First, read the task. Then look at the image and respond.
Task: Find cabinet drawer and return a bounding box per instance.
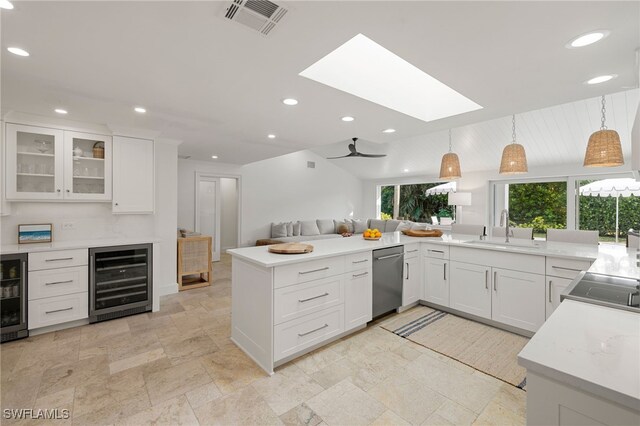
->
[546,257,591,279]
[29,266,89,300]
[273,305,344,361]
[29,291,89,330]
[345,251,372,272]
[422,243,449,259]
[404,243,420,259]
[273,275,344,324]
[29,249,88,271]
[274,256,344,288]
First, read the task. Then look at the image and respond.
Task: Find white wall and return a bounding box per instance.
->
[220,178,238,250]
[178,151,363,246]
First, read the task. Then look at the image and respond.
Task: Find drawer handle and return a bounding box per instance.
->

Given exercise => Reproduce the data above with each instance of "bounding box" changed to "rectangle", leaving everything else unchanged. Omit the pictures from your answer.

Answer to this problem =>
First, read the task. Then look at the image and respond.
Task: Find cabinet drawer and return a rectangle per instance.
->
[546,257,591,279]
[29,266,89,300]
[273,305,344,361]
[29,291,89,330]
[345,251,372,272]
[422,243,449,259]
[404,243,420,259]
[273,275,344,324]
[29,249,88,271]
[274,256,344,288]
First, read the task. Then look at the image and respond.
Task: Find white wall and return a rectangle per instance.
->
[220,178,238,250]
[178,151,363,246]
First, read the task. Then look at the image and respond.
Task: Find drawer handle and return a rectangle per instance.
->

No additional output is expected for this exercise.